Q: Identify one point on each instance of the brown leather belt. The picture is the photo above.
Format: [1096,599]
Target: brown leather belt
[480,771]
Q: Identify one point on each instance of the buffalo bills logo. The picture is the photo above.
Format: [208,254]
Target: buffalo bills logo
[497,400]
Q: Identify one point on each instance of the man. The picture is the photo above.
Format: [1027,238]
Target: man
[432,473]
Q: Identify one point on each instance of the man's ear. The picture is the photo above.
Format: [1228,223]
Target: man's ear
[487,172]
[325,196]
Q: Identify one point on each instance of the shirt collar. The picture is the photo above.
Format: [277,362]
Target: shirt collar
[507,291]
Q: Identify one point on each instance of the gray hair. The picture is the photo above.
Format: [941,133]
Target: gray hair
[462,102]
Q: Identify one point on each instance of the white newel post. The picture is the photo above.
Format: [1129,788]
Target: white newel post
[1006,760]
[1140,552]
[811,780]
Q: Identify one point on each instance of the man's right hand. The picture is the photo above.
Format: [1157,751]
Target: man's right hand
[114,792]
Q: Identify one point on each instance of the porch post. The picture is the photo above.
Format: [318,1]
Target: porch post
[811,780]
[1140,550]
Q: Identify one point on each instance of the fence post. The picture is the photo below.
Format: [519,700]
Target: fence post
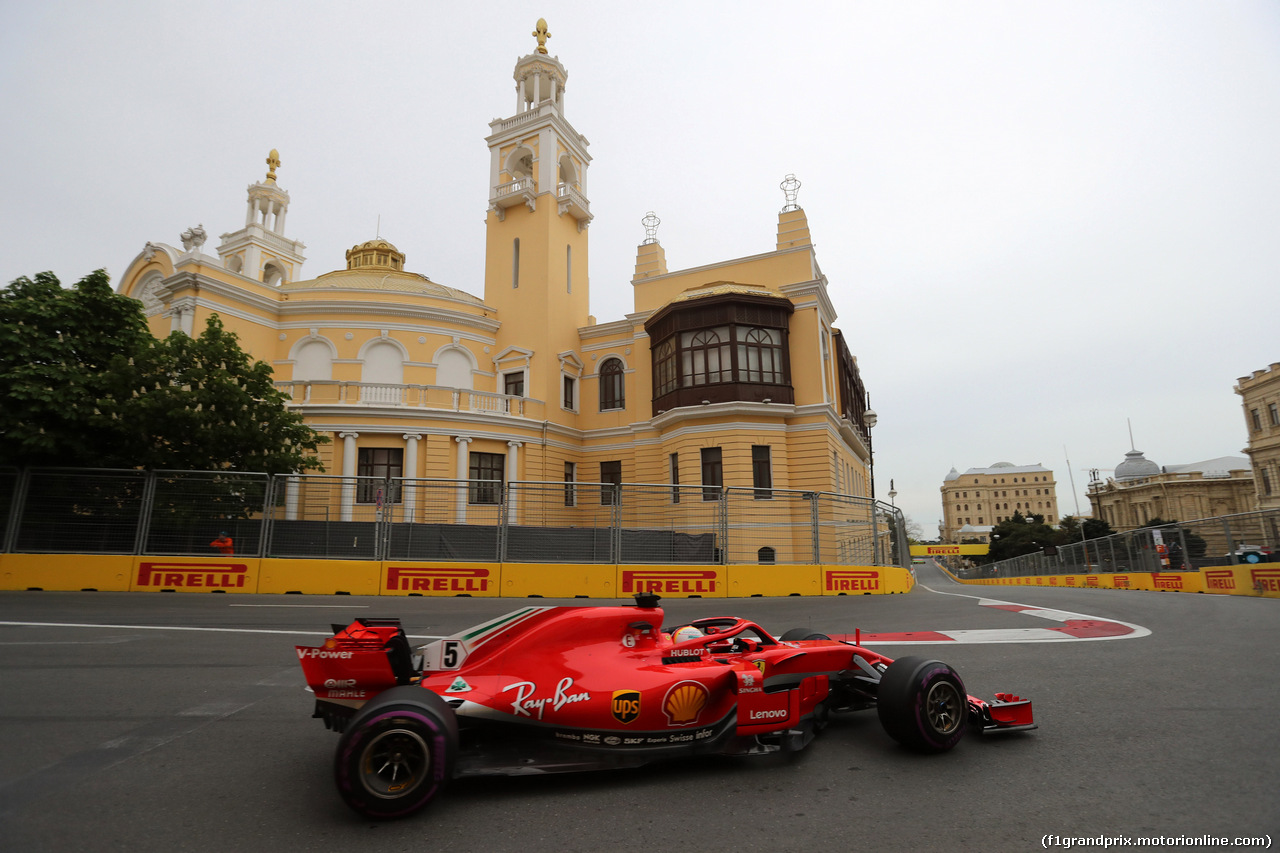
[19,500]
[145,510]
[723,524]
[269,510]
[814,533]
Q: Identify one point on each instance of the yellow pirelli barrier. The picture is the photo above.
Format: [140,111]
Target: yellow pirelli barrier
[440,579]
[320,576]
[1223,580]
[865,580]
[225,574]
[673,582]
[65,571]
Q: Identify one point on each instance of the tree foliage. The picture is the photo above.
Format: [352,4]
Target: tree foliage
[1018,536]
[86,384]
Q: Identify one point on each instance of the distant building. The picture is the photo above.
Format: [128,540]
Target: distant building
[1260,395]
[1142,491]
[982,497]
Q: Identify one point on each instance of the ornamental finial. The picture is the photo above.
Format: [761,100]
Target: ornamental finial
[542,35]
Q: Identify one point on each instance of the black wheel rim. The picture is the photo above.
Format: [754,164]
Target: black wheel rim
[394,763]
[944,708]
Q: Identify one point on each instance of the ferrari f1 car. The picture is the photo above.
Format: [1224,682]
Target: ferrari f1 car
[548,689]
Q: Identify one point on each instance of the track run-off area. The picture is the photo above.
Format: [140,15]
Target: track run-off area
[179,721]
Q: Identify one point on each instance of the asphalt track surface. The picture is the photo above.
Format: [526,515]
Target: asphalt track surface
[179,723]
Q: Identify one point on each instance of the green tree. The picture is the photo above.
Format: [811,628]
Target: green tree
[1093,529]
[1018,536]
[86,384]
[56,349]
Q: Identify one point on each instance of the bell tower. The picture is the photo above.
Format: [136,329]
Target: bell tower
[536,249]
[260,250]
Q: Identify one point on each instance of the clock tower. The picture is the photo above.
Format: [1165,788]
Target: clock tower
[536,226]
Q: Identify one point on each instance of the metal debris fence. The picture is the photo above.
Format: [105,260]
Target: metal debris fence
[1187,546]
[360,518]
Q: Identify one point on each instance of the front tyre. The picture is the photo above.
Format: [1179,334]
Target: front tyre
[397,753]
[923,705]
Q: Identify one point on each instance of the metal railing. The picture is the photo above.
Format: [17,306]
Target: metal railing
[360,518]
[1187,546]
[336,392]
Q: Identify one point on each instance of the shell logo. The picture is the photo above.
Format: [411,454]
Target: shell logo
[685,703]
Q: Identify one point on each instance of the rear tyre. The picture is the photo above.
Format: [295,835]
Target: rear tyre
[397,753]
[801,633]
[922,705]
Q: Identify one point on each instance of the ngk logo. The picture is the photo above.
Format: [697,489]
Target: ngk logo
[670,582]
[849,580]
[1266,579]
[1220,579]
[456,580]
[192,575]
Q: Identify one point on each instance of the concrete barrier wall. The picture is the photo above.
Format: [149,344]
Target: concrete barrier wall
[442,579]
[1224,580]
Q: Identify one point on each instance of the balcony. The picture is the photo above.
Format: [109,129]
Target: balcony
[575,204]
[511,194]
[333,392]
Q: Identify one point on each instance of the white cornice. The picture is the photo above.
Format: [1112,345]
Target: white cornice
[636,282]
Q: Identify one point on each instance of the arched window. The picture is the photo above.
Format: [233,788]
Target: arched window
[721,349]
[612,386]
[705,356]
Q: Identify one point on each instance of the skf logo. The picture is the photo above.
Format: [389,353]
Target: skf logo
[668,582]
[626,706]
[1266,579]
[456,580]
[193,575]
[685,703]
[1220,579]
[849,580]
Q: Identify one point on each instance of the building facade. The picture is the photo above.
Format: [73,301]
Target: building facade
[728,374]
[982,497]
[1260,396]
[1142,491]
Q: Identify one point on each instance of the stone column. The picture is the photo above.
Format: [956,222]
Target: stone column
[512,473]
[410,496]
[462,474]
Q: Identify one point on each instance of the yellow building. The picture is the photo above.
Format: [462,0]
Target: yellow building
[728,374]
[982,497]
[1141,491]
[1260,396]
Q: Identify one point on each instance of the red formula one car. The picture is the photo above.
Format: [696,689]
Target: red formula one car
[548,689]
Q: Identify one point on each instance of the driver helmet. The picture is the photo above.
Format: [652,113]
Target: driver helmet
[685,633]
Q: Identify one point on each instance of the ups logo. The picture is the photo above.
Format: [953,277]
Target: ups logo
[626,706]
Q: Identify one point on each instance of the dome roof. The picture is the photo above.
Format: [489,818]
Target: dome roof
[1136,466]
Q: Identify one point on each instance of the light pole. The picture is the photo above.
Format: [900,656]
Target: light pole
[869,422]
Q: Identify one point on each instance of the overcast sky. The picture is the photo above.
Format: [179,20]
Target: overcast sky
[1038,220]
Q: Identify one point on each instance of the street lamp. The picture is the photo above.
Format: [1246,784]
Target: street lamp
[869,422]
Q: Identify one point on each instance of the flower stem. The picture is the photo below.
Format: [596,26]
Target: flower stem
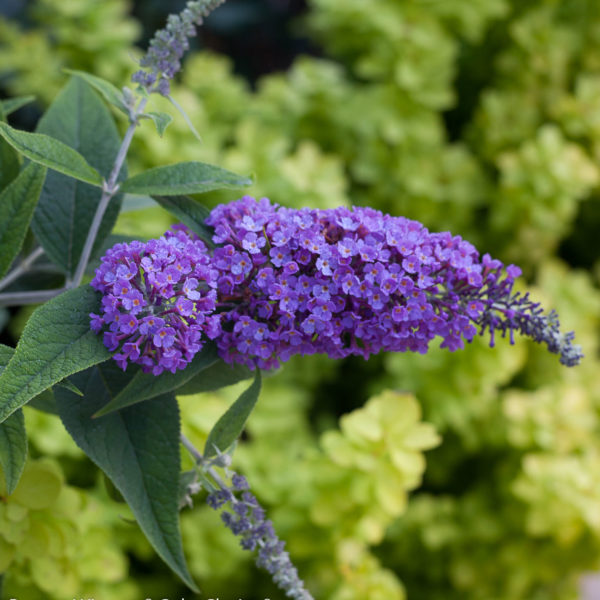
[109,190]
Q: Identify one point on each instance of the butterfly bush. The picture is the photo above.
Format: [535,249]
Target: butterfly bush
[246,519]
[285,281]
[158,301]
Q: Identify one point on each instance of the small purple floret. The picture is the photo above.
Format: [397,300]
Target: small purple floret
[158,317]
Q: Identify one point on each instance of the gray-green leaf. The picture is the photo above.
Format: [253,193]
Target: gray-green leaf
[13,449]
[183,178]
[138,449]
[214,378]
[161,121]
[110,93]
[9,159]
[190,212]
[13,104]
[229,427]
[66,208]
[17,203]
[13,439]
[56,342]
[145,385]
[51,153]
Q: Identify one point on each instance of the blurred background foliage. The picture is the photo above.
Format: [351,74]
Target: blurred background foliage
[478,116]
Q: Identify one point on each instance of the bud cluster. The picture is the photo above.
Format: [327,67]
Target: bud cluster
[246,519]
[168,45]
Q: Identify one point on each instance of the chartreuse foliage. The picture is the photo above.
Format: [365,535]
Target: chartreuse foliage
[479,117]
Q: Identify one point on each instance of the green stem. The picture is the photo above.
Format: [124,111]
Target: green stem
[109,190]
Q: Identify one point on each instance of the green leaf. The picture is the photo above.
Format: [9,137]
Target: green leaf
[13,449]
[56,342]
[13,439]
[44,402]
[138,449]
[145,385]
[6,353]
[66,208]
[9,159]
[190,212]
[17,203]
[214,378]
[161,121]
[229,427]
[110,93]
[9,164]
[13,104]
[183,178]
[69,385]
[51,153]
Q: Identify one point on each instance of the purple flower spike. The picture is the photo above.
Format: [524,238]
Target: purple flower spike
[361,282]
[156,317]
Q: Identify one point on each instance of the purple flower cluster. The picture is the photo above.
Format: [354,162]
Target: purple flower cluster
[247,520]
[284,281]
[158,304]
[168,46]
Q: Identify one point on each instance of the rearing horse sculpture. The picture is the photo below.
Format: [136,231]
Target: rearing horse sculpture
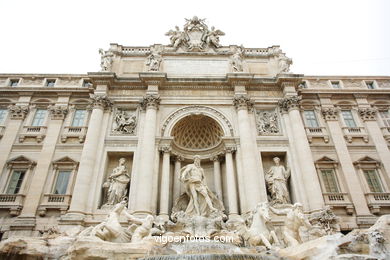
[259,233]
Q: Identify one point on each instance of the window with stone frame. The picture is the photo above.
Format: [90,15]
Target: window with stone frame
[348,118]
[3,115]
[373,180]
[79,117]
[16,181]
[385,115]
[39,117]
[311,118]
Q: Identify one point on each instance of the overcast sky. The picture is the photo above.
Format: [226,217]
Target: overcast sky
[343,37]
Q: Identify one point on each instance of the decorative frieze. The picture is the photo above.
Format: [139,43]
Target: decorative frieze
[57,112]
[267,122]
[101,101]
[125,122]
[330,113]
[289,103]
[17,112]
[368,114]
[243,102]
[150,101]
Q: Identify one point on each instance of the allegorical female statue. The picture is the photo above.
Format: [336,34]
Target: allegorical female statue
[197,200]
[118,182]
[276,179]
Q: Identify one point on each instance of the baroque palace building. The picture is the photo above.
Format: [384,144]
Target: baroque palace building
[62,135]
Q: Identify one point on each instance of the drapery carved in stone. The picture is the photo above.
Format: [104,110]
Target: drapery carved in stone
[58,112]
[150,101]
[243,102]
[125,122]
[289,103]
[17,111]
[267,122]
[330,113]
[101,101]
[367,114]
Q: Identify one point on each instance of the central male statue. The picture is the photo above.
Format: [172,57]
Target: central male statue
[197,199]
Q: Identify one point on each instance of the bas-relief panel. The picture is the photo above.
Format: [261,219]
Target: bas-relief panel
[192,66]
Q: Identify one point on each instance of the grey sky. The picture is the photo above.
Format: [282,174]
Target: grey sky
[341,37]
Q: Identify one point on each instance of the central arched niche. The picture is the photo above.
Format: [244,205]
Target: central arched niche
[197,133]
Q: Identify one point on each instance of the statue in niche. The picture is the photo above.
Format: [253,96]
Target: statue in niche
[197,200]
[125,122]
[236,60]
[267,123]
[153,61]
[276,179]
[295,219]
[105,60]
[116,186]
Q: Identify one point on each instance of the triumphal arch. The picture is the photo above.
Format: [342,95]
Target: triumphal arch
[192,137]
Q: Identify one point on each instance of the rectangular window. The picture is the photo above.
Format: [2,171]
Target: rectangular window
[13,82]
[373,180]
[348,118]
[50,82]
[39,117]
[311,119]
[3,116]
[78,118]
[385,115]
[62,182]
[330,181]
[370,84]
[15,182]
[335,84]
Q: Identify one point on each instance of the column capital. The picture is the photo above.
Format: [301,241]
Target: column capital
[165,148]
[18,111]
[288,103]
[243,102]
[367,113]
[330,113]
[58,112]
[100,101]
[150,101]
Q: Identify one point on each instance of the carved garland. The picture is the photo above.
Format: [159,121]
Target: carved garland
[196,109]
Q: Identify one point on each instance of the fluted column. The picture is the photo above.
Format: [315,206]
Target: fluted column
[88,155]
[164,189]
[17,113]
[369,116]
[252,180]
[143,203]
[57,115]
[231,182]
[217,176]
[354,186]
[176,180]
[302,149]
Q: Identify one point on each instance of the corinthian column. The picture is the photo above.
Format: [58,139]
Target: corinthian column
[33,196]
[88,156]
[303,152]
[369,117]
[231,182]
[164,189]
[17,113]
[355,188]
[253,184]
[143,203]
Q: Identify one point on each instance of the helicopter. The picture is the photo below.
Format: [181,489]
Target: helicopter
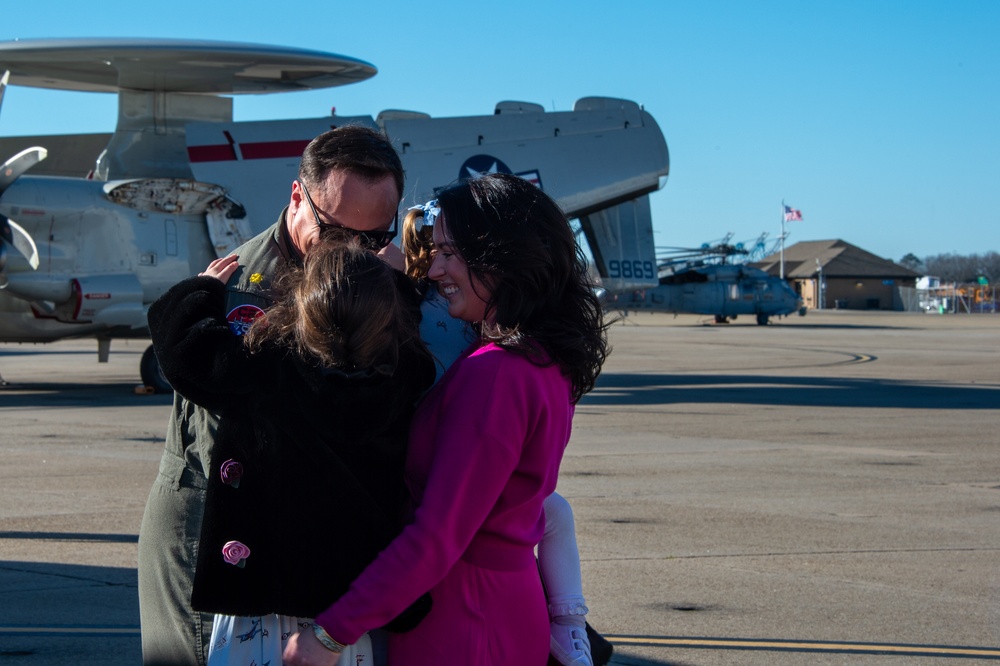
[714,279]
[105,223]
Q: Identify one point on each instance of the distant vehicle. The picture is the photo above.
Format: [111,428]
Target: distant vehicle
[179,183]
[690,281]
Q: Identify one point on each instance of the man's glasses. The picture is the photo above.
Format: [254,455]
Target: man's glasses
[373,240]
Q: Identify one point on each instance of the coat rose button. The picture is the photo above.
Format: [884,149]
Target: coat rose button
[235,553]
[231,473]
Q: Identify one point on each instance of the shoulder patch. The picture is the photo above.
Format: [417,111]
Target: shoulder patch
[242,316]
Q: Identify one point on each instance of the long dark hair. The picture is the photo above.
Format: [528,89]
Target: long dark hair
[340,309]
[516,241]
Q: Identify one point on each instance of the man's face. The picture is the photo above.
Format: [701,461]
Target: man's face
[345,200]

■ **Problem details**
Each line above from the one with "Target: triumphal arch" up to and including the one with "Format: [315,206]" must be set down exactly, and no line outside that span may appear.

■ **Task output**
Target: triumphal arch
[192,137]
Q: Identify one point on each instance of the rectangular window. The picture is the photo above.
Format: [2,171]
Target: rectangular window
[13,82]
[373,180]
[348,118]
[50,82]
[39,117]
[311,119]
[3,116]
[78,118]
[385,115]
[62,182]
[330,181]
[370,84]
[15,182]
[335,84]
Q: Identify one point on each instance of the column capital. The picture is the photo above.
Format: [301,241]
Target: column capital
[165,148]
[18,111]
[288,103]
[243,102]
[367,113]
[330,113]
[58,112]
[100,101]
[150,101]
Q: Identify one point on each instance of the carved garland. The picture is the photo above.
Format: [159,121]
Target: carved garland
[196,109]
Q: Identify one point on each instance of the fluted column. The picture is the photo above.
Format: [315,206]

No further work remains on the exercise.